(Beginning of Records provided)
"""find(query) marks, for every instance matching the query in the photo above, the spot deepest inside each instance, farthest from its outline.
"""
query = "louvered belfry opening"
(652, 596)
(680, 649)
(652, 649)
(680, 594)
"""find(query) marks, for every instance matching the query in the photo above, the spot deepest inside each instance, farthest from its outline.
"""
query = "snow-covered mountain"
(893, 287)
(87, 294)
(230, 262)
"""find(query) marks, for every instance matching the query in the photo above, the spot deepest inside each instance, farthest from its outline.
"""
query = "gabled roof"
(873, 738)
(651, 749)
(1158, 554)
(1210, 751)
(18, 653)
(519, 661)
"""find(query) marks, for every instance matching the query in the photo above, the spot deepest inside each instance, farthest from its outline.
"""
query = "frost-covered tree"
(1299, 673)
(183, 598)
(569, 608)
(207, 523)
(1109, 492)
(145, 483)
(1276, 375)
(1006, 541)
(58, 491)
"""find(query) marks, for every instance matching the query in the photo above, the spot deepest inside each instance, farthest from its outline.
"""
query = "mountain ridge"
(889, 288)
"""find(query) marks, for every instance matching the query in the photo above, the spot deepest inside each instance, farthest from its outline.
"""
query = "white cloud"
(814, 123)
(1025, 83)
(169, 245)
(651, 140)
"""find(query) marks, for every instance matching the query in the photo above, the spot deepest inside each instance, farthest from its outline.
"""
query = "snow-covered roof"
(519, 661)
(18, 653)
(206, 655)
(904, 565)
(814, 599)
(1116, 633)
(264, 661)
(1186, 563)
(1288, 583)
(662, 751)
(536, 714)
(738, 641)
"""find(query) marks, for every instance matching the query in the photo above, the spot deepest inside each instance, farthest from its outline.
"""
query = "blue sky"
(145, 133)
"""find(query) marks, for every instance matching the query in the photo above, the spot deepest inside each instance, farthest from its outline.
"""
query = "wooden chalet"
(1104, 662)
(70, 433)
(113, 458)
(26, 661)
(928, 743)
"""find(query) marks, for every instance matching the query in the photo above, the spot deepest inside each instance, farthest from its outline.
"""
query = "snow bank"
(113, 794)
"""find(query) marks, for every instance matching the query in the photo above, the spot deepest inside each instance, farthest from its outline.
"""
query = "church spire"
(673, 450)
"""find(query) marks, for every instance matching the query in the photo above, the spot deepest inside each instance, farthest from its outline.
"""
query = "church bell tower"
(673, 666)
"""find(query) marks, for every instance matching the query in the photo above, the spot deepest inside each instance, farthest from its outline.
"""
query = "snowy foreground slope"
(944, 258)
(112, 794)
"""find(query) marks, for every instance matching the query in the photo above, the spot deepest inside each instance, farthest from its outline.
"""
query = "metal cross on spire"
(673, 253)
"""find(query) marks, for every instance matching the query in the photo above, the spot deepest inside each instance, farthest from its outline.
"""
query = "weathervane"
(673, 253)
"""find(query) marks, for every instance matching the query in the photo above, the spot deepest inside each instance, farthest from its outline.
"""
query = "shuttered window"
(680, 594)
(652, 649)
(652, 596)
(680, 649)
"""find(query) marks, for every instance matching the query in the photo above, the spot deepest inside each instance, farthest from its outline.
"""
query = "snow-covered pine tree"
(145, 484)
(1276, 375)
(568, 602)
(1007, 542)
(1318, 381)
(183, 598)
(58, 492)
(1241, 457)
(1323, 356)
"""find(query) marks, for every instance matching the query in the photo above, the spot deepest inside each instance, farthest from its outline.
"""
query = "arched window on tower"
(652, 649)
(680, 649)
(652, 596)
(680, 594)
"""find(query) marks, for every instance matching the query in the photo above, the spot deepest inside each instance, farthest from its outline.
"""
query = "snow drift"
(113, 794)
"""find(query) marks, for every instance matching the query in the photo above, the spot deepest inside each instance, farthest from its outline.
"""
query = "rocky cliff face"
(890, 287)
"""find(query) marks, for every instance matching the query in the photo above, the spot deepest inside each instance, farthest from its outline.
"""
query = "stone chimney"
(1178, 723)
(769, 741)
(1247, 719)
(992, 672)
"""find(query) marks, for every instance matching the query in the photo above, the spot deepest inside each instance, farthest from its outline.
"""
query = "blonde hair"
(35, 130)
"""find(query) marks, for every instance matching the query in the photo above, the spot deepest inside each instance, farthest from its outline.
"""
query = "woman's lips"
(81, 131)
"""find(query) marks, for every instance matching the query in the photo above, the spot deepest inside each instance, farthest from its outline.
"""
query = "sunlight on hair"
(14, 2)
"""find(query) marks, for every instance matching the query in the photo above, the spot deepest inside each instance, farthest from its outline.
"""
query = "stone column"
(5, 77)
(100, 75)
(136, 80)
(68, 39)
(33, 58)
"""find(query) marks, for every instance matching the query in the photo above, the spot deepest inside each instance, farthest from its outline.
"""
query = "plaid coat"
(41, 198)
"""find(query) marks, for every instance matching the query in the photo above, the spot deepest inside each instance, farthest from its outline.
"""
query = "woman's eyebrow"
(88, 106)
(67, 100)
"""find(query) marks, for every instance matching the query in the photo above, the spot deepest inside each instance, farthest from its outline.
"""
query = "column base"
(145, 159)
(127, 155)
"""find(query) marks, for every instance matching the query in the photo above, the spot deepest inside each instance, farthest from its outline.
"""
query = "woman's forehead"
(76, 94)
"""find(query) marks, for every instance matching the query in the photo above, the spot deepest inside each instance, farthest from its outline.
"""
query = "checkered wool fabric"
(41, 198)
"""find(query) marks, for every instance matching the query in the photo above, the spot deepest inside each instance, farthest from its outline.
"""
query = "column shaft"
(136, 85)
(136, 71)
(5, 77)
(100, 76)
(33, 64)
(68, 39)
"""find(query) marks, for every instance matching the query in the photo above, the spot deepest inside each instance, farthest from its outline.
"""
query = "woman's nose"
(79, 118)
(End of Records provided)
Return every line of the data unchanged.

* [Written solution]:
"""find(query) marks, for every instance matching the query in the photo above, the spot deepest inside each instance, farthest from its outline.
"""
query = "louvered belfry opening"
(652, 596)
(680, 649)
(652, 649)
(680, 594)
"""find(query) marks, for every instance matching the query in the photo above, the spot deepest inside each instance, farthest from its outline.
"""
query = "snow-covered mountain"
(893, 287)
(87, 294)
(230, 262)
"""find(query) marks, for every instance matching the query in the photo above, the spot deepest inside each instance, farthest from its outline.
"""
query = "gabled roof"
(873, 738)
(651, 749)
(1158, 554)
(1210, 751)
(18, 653)
(519, 661)
"""find(query) marks, for every instance matching the query in the photo above, the spot deepest inside each instance, farthest from its outline.
"""
query = "frost-covered tree"
(1299, 673)
(183, 598)
(569, 608)
(207, 523)
(1109, 492)
(145, 483)
(1276, 375)
(1006, 541)
(58, 491)
"""find(query) marks, for every instance matching the query in the photo above, the spot deepest inside each instance, farthest from its outline.
"""
query = "mountain ridge"
(889, 288)
"""find(query) marks, for every instance matching the query in the photo above, the spot deepest inside each instance, farthest from its outline.
"""
query = "white cloud"
(814, 123)
(1025, 83)
(169, 245)
(651, 140)
"""find(query) marks, for every instance matching the query in the photo above, the spot deepest inside each instance, farthest from its outline.
"""
query = "snow-covered roof"
(519, 661)
(18, 653)
(206, 655)
(904, 565)
(814, 599)
(1116, 633)
(264, 661)
(1186, 563)
(1288, 583)
(662, 751)
(536, 714)
(738, 641)
"""find(query) marks, for every instance matching the query in the photo above, the spot deepest inside each instance, farthest from its outline.
"""
query = "blue sky"
(145, 133)
"""find(query) marks, for every instance matching the query in the photo above, the spot deepest inside each instance, farthest from its outline.
"""
query = "wooden chalet"
(1104, 662)
(70, 433)
(113, 458)
(26, 661)
(928, 743)
"""find(query) marks, for every instance matching the query in the photo above, the spot deepest inside each instance, farthest from its outline.
"""
query = "snow bank"
(113, 794)
"""find(query) marks, for every instance matching the query in the photo above, the spot deepest inside each instance, farthest from its outline.
"""
query = "church spire"
(673, 450)
"""find(query) marks, for every instance matching the query in the photo above, the spot deepest inside each instance, farthest from its outline.
"""
query = "church bell tower"
(673, 666)
"""find(query) marks, for every instance matching the query in the photo above, the spot deepest inside each instance, farthest from its outline.
"""
query = "snowy foreground slope"
(944, 258)
(112, 794)
"""find(query) marks, for every instance matching the query in the photo above, the spot deepest inside each instance, farthest from its outline.
"""
query = "metal cross on spire"
(673, 253)
"""find(query) marks, for every instance matching the query in the photo above, the spot deepest inside each instance, farthest from its outline.
"""
query = "weathervane"
(673, 253)
"""find(query) marks, for every instance matching the query in the photo above, the spot deepest inside each instance, farthest from its outline.
"""
query = "shuttered window"
(680, 594)
(652, 649)
(652, 596)
(680, 649)
"""find(query) marks, for every instance matching the query in the photo above, the spot deepest inside each instance, farthest from its outline.
"""
query = "snow-covered pine tree"
(145, 484)
(1276, 375)
(568, 602)
(1007, 542)
(1318, 381)
(183, 598)
(58, 492)
(1241, 457)
(1323, 356)
"""find(query) marks, for every instance matching the query in the photo above, the spot deepest inside each instance, farthest from its outline.
"""
query = "arched window on tower"
(652, 649)
(680, 649)
(652, 596)
(680, 594)
"""find(query) marks, for every instance matching the query in the photo above, the spot deepest inside each instance, farthest from its outline.
"""
query = "snow drift"
(113, 794)
"""find(query) marks, for every instance matching the query in the photo above, the spot deepest inside each instance, farthest from its outline.
"""
query = "rocky cliff face"
(890, 287)
"""find(query) marks, for every instance matching the query in the photo above, the spot deepest inside each instance, farthest from its outline.
"""
query = "stone chimney"
(1178, 723)
(769, 741)
(1247, 719)
(992, 672)
"""find(query) marks, for every instance matching the query in the photo above, the spot deepest inside each instance, farthest from its outline.
"""
query = "blonde hair"
(35, 130)
"""find(query) marks, for every instance matching the query in the photo above, the spot deepest inside each instance, farthest from its outline.
"""
query = "woman's lips"
(81, 131)
"""find(query) marks, for every instance matching the query in the photo above, the spot deepest inside each instance, farthest from its outline.
"""
query = "sunlight on hair"
(14, 2)
"""find(query) marks, for every instance matching the query in the photo above, the spot deepest inside each instance, farthest from its outline.
"""
query = "stone column"
(5, 77)
(100, 75)
(136, 80)
(68, 39)
(33, 58)
"""find(query) marks, for every instance matching the query in the photo above, the spot deepest inside each instance, farthest from its outline.
"""
query = "plaid coat"
(41, 198)
"""find(query) marks, for every instance matching the query in the photo above, the spot deepest inside each instance, farthest from its outline.
"""
query = "woman's eyebrow"
(88, 106)
(67, 100)
"""find(query) marks, for every instance matching the query in the photo above, the spot deepest inside each instance, farthest from its outline.
"""
query = "column base"
(145, 159)
(127, 155)
"""find(query) marks, for every instance matching the query in the photo above, the spot deepest inside each instance, farthest from its outline.
"""
query = "woman's forehead"
(76, 94)
"""find(query) marks, for every instance matching the query in the photo above, the spot deepest inside each instance, farthest from its outline.
"""
query = "checkered wool fabric"
(41, 198)
"""find(query) marks, for every instance matching the query in the photo above, the spot deepest inside each instance, farthest from its outline.
"""
query = "column shaft"
(136, 85)
(136, 71)
(5, 77)
(100, 76)
(33, 64)
(68, 39)
"""find(query) marks, for every instance matching the query in the photo above, the spot deepest inside each instance, farthest from its outline.
"""
query = "woman's nose"
(79, 118)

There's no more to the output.